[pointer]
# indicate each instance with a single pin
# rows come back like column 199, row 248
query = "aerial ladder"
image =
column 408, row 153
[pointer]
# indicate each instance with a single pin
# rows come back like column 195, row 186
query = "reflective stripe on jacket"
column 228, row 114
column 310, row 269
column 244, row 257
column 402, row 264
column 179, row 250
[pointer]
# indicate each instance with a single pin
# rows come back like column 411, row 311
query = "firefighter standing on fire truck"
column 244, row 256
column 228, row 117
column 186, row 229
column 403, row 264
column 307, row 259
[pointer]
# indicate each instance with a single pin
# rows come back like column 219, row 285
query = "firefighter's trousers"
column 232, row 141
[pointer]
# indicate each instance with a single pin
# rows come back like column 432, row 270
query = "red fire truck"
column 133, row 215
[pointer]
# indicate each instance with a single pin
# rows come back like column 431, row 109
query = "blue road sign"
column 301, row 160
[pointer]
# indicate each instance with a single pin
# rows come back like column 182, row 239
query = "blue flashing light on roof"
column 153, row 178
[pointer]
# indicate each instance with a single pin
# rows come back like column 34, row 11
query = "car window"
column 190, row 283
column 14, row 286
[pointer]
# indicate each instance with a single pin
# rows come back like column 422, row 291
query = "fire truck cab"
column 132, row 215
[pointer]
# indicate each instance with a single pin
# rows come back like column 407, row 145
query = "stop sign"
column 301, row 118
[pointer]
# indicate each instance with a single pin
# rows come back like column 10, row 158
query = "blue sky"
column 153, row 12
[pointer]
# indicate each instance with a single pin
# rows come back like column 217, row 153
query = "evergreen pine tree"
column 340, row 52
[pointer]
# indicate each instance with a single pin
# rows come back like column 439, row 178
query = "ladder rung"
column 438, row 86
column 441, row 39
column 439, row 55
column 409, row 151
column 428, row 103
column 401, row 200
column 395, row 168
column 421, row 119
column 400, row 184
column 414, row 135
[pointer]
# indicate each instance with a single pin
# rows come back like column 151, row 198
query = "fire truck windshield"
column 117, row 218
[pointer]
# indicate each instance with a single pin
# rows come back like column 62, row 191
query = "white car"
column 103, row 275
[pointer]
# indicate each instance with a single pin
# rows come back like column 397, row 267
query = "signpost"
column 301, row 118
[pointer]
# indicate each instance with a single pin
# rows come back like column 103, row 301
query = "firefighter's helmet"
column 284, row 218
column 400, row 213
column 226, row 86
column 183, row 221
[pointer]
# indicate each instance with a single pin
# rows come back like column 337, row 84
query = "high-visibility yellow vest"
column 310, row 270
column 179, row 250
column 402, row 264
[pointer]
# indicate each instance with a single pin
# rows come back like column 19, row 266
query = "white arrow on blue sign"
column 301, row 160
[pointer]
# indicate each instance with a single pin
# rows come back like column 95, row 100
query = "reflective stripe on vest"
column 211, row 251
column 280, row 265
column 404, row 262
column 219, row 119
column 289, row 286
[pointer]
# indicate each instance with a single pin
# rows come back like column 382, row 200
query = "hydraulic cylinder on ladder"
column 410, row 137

_Your goal:_
Copy down the material above exactly as it is.

_Answer space:_
[pointer]
# indicate each instance with a single pin
# rows come back like column 199, row 248
query = "aerial ladder"
image =
column 408, row 153
[pointer]
# indicate each instance with a single pin
# rows come back like column 195, row 186
query = "reflective stripe on jacket"
column 228, row 114
column 310, row 269
column 244, row 257
column 402, row 264
column 179, row 250
[pointer]
# indicate each instance with a single pin
# rows come back like column 411, row 311
query = "firefighter standing on fire truck"
column 244, row 256
column 228, row 117
column 186, row 229
column 403, row 264
column 307, row 259
[pointer]
# indicate each instance with a single pin
# rows come back like column 219, row 285
query = "firefighter's trousers"
column 232, row 141
[pointer]
# indicate each instance with a single pin
# rows come back like column 432, row 270
query = "red fire truck"
column 133, row 215
[pointer]
# indicate each instance with a single pin
# rows come back like column 431, row 109
query = "blue road sign"
column 301, row 160
[pointer]
# indicate each instance with a single pin
# rows come back like column 182, row 239
query = "blue flashing light on roof"
column 153, row 178
[pointer]
# indicate each instance with a single pin
# rows come back like column 34, row 11
query = "car window"
column 190, row 283
column 14, row 286
[pointer]
# indicate each instance with a single pin
# rows come back like column 422, row 291
query = "fire truck cab"
column 132, row 215
[pointer]
# indicate each instance with a single pin
# rows come back like column 407, row 145
query = "stop sign"
column 301, row 118
[pointer]
# indicate each instance with a single pin
# rows come back like column 10, row 158
query = "blue sky"
column 153, row 12
[pointer]
# indicate each instance with a single pin
# rows come back like column 217, row 153
query = "evergreen pine tree"
column 340, row 52
[pointer]
# indicate each instance with a single pin
# rows come back like column 439, row 178
query = "ladder rung"
column 438, row 86
column 441, row 39
column 439, row 55
column 409, row 151
column 428, row 103
column 401, row 200
column 395, row 168
column 421, row 119
column 400, row 184
column 414, row 135
[pointer]
# indicate each instance with a single pin
# rows come back like column 151, row 198
query = "fire truck windshield"
column 117, row 218
[pointer]
# indicate each instance with a single pin
# rows come back like column 62, row 191
query = "white car"
column 103, row 275
[pointer]
# indicate each instance with a single pin
# rows come back like column 397, row 267
query = "signpost"
column 301, row 118
[pointer]
# indicate each instance with a single pin
# rows come back like column 103, row 301
query = "firefighter's helmet"
column 284, row 218
column 400, row 213
column 226, row 86
column 183, row 221
[pointer]
# indicate each instance with a single pin
# rows come back like column 337, row 84
query = "high-visibility yellow vest"
column 310, row 270
column 179, row 250
column 402, row 264
[pointer]
# indicate each instance with a single pin
# rows come back like column 19, row 266
query = "white arrow on blue sign"
column 301, row 160
[pointer]
# indicate each instance with a single pin
# rows come back like column 95, row 100
query = "reflective stripe on vest"
column 211, row 251
column 280, row 265
column 404, row 262
column 219, row 119
column 289, row 286
[pointer]
# indicate each instance with a single pin
# rows come back like column 382, row 200
query = "hydraulic cylinder on ladder"
column 410, row 137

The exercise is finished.